In the material below, the lines containing the word "white" are required; copy each of them.

**EXTRACTED DATA**
+--
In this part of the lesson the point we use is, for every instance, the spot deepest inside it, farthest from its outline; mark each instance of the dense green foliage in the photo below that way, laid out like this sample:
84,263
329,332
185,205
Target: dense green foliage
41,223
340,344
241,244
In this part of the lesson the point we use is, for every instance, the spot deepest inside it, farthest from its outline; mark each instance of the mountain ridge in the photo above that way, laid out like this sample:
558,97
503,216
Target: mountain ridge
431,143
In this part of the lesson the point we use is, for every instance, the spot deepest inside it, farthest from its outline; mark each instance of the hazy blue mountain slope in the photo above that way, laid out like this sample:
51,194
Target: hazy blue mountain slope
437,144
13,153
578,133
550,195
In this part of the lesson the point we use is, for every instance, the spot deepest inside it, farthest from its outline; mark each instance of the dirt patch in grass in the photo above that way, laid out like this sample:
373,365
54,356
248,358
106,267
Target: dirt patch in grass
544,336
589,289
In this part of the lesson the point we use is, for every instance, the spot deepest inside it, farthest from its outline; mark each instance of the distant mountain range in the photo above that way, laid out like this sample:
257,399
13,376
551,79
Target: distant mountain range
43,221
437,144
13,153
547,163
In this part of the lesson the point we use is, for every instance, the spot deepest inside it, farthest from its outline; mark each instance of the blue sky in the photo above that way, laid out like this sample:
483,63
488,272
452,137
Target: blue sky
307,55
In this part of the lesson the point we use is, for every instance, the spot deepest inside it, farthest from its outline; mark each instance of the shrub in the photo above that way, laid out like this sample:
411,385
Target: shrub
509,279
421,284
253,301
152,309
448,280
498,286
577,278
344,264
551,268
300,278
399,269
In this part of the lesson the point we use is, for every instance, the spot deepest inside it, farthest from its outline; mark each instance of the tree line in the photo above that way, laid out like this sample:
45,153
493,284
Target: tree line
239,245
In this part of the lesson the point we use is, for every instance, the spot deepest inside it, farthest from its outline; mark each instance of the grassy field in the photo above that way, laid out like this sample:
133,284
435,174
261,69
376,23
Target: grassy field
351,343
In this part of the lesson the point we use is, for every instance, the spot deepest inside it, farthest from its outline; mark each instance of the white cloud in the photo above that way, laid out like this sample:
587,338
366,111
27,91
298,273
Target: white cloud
+--
**EXPECTED ANSWER**
In this part of the lesson the point we use is, for every instance, the spot deepest inside it, farthest from its outline; mark each instance of the white cloud in the photo above that way, laid out like this sample:
Target: white cloud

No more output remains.